:: Reading text ::

Hari said he initially did not plan a sequel to Singam once he completed that film, but always had the interest to do a sequel to a police film since Saamy (2013). Reprising their roles from the original film are Anushka Shetty, Vivek, Vijayakumar, Nassar, and Radha Ravi, while Hansika Motwani was signed on in a supporting role. British actor Danny Sapani plays the main antagonist and dubbed in his own voice. The actress Anjali is also featured in an item number.

Principal photography began in September 2012, and wrapped on 30 April 2013. The film was shot mainly in Thiruvananthapuram in Kerala, Tuticorin, Chennai, Tirunelveli and Karaikudi in Tamil Nadu, while some songs, stunts and talkie portions were filmed in Durban, Cape Town and Johannesburg in South Africa, as well as Malaysia and Kenya.

== Soundtrack ==

=== Development ===
Devi Sri Prasad, who had also worked on the score of Singam, returned for Singam II. Bollywood singer Baba Sehgal had recorded a song in the film following the success of his "Kadhal Vandhale" number from the original. The soundtrack was released on 2 June 2013, a day after its originally scheduled launch.

Track-List - Tamil
| No. | Title | Singer(s) | Length |
|---|---|---|---|
| 1. | "Puriyavillai" | Shweta Mohan | 4:28 |
| 2. | "Vaale Vaale" | Shankar Mahadevan, Nakash Aziz | 4:32 |
| 3. | "Achchamillai" | Devi Sri Prasad, Benny Dayal | 3:11 |
| 4. | "Singam Dance" | Devi Sri Prasad, Baba Sehgal, Sharmila, Geetha Madhuri | 4:19 |
| 5. | "Vidhai Pola" | Hariharan | 4:48 |
| 6. | "Kannukkulle" | Javed Ali, Priya Himesh, Kunal Ganjawala | 4:19 |
| Total length: |  |  | 25:37 |

=== Reception ===
Times of India gave the album 3/5 stars and stated that "DSP gets a foot-tapping album in Singam 2, though it sounds uncomfortably very similar to Singam."

:::

Work to complete:
**a.** Condense the paragraph of the Singam II text that opens "Principal photography began" into a short bulleted list that keeps its main facts.
**b.** Carry on the Singam II text, picking up right after its final sentence.

:: Listed records ::

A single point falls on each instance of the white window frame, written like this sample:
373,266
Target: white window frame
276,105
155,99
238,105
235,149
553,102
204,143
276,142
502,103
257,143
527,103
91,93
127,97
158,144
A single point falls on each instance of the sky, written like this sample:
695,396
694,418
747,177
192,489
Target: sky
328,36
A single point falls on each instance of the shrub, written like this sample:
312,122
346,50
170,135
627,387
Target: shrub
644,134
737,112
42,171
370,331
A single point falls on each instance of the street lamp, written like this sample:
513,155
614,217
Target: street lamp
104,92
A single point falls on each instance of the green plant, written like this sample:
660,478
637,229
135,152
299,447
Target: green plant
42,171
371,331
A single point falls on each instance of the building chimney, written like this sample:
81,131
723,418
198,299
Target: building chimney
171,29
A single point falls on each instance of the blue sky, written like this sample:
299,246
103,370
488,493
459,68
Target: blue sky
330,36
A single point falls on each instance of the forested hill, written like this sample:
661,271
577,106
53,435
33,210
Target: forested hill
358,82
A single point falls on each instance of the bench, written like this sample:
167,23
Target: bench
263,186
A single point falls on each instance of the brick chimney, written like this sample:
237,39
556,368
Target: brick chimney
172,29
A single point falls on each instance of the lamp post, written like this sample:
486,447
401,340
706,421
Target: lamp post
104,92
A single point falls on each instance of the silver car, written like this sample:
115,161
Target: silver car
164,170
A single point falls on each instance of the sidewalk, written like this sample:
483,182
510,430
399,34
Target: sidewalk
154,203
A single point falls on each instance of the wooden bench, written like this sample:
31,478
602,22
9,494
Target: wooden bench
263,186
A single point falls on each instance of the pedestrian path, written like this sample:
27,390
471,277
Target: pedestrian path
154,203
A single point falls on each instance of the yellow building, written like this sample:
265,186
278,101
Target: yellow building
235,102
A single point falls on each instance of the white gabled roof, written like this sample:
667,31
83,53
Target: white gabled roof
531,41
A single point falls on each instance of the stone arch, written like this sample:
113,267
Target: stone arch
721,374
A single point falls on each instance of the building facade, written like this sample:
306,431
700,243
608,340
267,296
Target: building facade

:::

Outputs in order:
**a.**
- Filming: began September 2012, ended 30 April 2013
- Main locations: Thiruvananthapuram (Kerala); Tuticorin, Chennai, Tirunelveli and Karaikudi (Tamil Nadu)
- Some songs, stunts and talkie portions: Durban, Cape Town and Johannesburg (South Africa), plus Malaysia and Kenya

**b.**
Track listing - Telugu (Yamudu 2)
| No. | Title | Lyrics | Singer(s) | Length |
|---|---|---|---|---|
| 1. | "Teliyadule" | Ananth Sriram | Swetha Mohan | 4:28 |
| 2. | "Waale Waale" | Sahithi | Tippu | 4:32 |
| 3. | "Simham Simham" | Sahithi | Devi Sri Prasad | 4:48 |
| 4. | "Singam Dance" | Ananth Sriram | Suchith Suresan, Sharmila | 3:11 |
| 5. | "Sooridu Sooridu" | Sahithi | M. L. R. Karthikeyan | 4:20 |
| 6. | "Nee Kanne Gunnai" | Ramajogayya Sastry | Sagar, Priya, David Simon | 4:20 |
| Total length: |  |  |  | 25:37 |

==Release==
Singam II was released worldwide on 5 July 2013. It was released in about 1500 screens worldwide, one of the largest releases for a Tamil film. The film released in a record 151 screens in Kerala.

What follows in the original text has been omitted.